(Collected data entries)
:::::
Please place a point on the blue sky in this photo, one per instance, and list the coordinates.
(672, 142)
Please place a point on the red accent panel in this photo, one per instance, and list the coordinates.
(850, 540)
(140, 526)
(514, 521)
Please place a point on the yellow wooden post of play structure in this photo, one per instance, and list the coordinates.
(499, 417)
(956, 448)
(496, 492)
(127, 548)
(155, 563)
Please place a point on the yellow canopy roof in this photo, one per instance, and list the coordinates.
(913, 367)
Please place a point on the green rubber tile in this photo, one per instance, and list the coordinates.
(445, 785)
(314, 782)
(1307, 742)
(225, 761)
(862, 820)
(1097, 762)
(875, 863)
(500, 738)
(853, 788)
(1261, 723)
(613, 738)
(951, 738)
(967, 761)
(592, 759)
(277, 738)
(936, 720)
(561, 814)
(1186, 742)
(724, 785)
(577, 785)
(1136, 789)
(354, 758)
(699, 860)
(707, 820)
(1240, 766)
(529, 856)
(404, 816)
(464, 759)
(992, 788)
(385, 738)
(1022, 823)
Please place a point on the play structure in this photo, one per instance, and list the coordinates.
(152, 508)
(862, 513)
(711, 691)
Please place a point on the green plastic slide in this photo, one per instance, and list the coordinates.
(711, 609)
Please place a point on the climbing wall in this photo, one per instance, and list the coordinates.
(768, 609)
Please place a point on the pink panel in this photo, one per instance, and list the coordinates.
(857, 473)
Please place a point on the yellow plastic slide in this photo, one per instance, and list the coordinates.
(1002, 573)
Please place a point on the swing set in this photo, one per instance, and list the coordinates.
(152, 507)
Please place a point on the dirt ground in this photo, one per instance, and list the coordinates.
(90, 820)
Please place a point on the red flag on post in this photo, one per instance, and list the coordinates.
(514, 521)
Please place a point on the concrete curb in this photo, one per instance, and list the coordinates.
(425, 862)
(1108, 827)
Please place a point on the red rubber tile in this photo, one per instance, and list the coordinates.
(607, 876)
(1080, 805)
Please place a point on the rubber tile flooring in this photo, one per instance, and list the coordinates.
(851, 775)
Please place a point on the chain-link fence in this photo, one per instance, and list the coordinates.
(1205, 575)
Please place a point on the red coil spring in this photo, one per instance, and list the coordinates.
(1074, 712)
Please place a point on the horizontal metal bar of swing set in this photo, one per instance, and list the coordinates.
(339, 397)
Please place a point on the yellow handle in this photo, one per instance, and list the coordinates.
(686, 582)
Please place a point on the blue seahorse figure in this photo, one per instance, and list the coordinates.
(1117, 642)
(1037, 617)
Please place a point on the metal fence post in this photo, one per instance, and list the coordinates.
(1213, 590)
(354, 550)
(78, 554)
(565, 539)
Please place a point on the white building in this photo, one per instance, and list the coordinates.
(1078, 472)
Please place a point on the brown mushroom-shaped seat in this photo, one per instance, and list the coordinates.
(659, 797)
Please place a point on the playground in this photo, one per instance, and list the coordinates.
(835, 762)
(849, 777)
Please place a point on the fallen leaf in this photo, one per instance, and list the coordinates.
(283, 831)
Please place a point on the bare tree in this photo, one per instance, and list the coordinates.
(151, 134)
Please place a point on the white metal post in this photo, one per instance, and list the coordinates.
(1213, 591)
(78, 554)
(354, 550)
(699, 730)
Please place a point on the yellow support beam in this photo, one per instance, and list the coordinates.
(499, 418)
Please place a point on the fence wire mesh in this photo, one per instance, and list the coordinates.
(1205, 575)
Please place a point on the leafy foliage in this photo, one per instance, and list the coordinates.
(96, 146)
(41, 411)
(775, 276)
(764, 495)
:::::
§ Directions for this task
Set the lines down exactly as they stand, beginning at the one that contains "Please place a point on the leafy" and stopping after the last line of the entries above.

§ Reply to the exercise
Please place a point on the leafy foliage in this photo, one per instance, and list the coordinates.
(96, 146)
(41, 411)
(775, 276)
(764, 495)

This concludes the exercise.